* [Directions]:
1. According to the article on business integrity in the Gulf, by how much does the World Economic Forum estimate that corruption raises the cost of doing business?
2. Write the next part of the article on business integrity in the Gulf, picking up after its last sentence.

─── Source extract

By Carla Koffel – Executive Director, Pearl Initiative
Throughout my career as a legal counsel and now as head of a Gulf-led, non-profit organisation that promotes transparency and accountability as a measure of business competitiveness, I have often seen the word integrity make its way in to conversations.
More often, integrity appears to be unequivocally a fundamental measure of the way people do business, both in this region and across the world. That said, if you scratch the surface, most corporate leaders would agree that while integrity means good business, it can often be considered a nice-to-have rather than a sustainable long-term business requisite.
It helps to have perspective in this instance. There is a lot of money to be lost with the deterioration of integrity and growth of corruption. The World Economic Forum estimates that corruption increases the cost of doing business by up to 10 per cent on average. At a more human level, the value of integrity rises as we see a millennial and Gen Z influx in to the workforce. As the 2017 Deloitte Millennial Survey confirms, today’s growing young workforce is most motivated to work with companies that put a culture of trust and integrity at the core of their operations.
Across the Gulf region, efforts to improve and formalise processes around corporate integrity, corporate social responsibility and corporate governance have been ongoing for more than a decade. However, they have gained further urgency in the current low oil price environment where companies are increasingly looking for foreign capital opportunities. Yet, foreign investors are often held back by the lack of transparency or access to sufficient information and knowledge about the Gulf corporate sector as a potential partner, client or supplier. The story is not very different internally. Domestic investors frequently face obstacles obtaining key information regarding the ownership, performance and the business integrity of their partners, suppliers and customers.
From a policy standpoint, the decade-long deliberations on the need for integrity have culminated in serious action in the Gulf, especially now as governments in the region are seeking to transition from the public-sector led development model towards private sector-led development.
More action needed
While most Gulf countries have general anti-corruption provisions in their penal codes or other criminal legislation, some countries in the region have passed additional specific legislation criminalising bribery. These laws have been crucial in expanding the scope and definition of transactions considered as bribery with criminal implications, as well as in setting out more significant sanctions for the breach of these laws. For instance, in the UAE, the revision of the Federal Penal Code in 2005 resulted in the criminalisation of bribery in the private sector, impressing a greater ethical drive in the market.
Nevertheless, the position of the Gulf countries on international business integrity and anti-corruption rankings highlights the need for greater action to implement effective integrity measures. This view was mirrored at the Pearl Initiative and United Nations Global Compact annual forum, ‘Sustainability in Action: Business and the UN Global Goals’, held in October 2016, which saw more than 700 public and private sector representatives examine the role of the Gulf private sector in advancing the Sustainable Development Goals. Notably, 78 per cent of the participants at the forum’s session on the role of integrity in fostering secure and peaceful communities felt that right business conduct was integral to ensuring peace and stability in the region. A majority of respondents also agreed that Gulf businesses understand, in varying degrees, the business case for integrity and anti-corruption practices.
However, compared to this, close to 55 per cent of those surveyed agreed that regional businesses did not have adequate measures in place to manage risks associated with regional instability, pointing to a clear gap in building integrity in to the corporate fundamentals.

──────
─── Listed records

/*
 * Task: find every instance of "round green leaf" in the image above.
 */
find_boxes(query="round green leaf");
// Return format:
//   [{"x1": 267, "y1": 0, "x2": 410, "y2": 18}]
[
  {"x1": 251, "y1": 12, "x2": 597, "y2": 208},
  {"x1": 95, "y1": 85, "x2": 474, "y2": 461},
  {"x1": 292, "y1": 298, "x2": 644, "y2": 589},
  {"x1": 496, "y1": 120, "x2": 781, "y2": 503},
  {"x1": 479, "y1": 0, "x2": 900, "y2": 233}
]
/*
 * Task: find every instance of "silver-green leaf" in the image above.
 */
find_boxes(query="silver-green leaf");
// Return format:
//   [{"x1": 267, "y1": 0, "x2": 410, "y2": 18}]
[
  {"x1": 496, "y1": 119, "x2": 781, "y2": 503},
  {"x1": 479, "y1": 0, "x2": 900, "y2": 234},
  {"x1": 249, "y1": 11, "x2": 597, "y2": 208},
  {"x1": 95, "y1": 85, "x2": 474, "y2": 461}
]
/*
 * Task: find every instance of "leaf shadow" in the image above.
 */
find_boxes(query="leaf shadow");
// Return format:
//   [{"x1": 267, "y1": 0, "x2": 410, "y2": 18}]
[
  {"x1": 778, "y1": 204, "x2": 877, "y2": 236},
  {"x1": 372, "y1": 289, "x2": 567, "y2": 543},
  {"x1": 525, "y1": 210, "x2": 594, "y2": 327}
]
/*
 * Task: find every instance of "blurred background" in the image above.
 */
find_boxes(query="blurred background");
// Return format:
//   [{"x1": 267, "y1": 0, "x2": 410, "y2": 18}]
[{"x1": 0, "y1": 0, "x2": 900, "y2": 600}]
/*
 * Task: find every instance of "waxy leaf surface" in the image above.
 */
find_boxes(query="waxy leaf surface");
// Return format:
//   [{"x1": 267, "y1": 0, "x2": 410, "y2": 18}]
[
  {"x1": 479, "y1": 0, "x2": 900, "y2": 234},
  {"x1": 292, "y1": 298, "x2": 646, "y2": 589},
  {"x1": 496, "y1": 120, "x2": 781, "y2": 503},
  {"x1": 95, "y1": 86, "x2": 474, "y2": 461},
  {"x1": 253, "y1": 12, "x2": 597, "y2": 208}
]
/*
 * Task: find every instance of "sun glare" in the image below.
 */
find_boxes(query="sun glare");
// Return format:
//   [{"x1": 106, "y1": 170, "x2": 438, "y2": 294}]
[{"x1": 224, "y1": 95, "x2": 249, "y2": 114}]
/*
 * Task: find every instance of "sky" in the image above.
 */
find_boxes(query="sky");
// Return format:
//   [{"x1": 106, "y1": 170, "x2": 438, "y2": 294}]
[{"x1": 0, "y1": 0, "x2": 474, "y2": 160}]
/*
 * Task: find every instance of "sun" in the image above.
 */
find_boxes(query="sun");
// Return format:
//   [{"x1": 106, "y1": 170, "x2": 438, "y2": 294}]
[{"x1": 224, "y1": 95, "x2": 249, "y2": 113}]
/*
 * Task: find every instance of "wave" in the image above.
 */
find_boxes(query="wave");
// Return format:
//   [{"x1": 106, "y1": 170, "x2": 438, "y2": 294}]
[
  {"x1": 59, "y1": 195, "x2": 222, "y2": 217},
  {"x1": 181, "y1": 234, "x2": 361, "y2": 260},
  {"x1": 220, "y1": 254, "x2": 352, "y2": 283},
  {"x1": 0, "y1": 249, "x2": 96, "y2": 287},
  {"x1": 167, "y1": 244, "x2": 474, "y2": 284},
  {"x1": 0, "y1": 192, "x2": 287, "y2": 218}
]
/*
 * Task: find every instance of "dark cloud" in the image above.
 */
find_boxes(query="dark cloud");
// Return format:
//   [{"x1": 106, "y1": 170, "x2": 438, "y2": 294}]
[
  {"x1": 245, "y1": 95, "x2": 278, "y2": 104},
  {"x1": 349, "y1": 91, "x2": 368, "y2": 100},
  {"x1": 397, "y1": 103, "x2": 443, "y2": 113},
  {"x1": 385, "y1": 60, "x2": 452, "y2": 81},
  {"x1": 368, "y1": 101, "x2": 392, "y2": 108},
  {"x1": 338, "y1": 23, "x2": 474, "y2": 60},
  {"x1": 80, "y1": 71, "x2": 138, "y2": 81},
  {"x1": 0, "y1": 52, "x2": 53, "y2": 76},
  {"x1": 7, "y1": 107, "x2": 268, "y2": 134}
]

──────

* [Responses]:
1. By up to 10 percent on average.

2.
The business case for integrity
Besides the inherent benefits of clean business practices, integrity levels are clearly correlated with better economic performance. Understandably, the UAE, which ranks the highest in the region in the World Bank’s ‘Doing Business’ index, has improved its economic landscape through better checks and balances in the business sector. Emphasising this point, a 2016 IMF report clearly shows that investment in corrupt countries is almost five per cent less than in their peers which are relatively not corrupt.
Responding to this reality, the region is seeing a greater thrust towards integrity, moving from mere lip service to time and fund investments to root out corruption. In recent times, for example, corporate spending on integrity practices has seen an increase, with an OECD survey indicating that 80 per cent of respondents confirmed that their company’s board was strongly involved in the design and implementation of their company’s integrity policy. Close to 20 per cent of respondents estimated integrity budgets to have increased by 25 per cent to 50 per cent over the last five years.
Going beyond policy and regulation
With the growing body of knowledge on the advantages of integrity within business, it becomes more and more apparent that real change can only be possible if the corporate sector takes a more introspective role in effecting clean business. While strict legal measures can complement such actions, fundamental breakdown of corporate governance can be extensively damaging, combining wealth and resource depletion with a more catastrophic destruction of trust.
In this respect, the Pearl Initiative has partnered with Siemens to create the first-ever Integrity Indicator for the private sector in the Gulf region. Designed as a voluntary framework for private firms in the Gulf to measure their performance in relation to international benchmarks in integrity and regional best practices, the initiative also seeks to trigger a conversation on practical measures to improve integrity levels in regional firms.
“With the growing body of knowledge on the advantages of integrity within business, it becomes more and more apparent that real change can only be possible if the corporate sector takes a more introspective role in effecting clean business”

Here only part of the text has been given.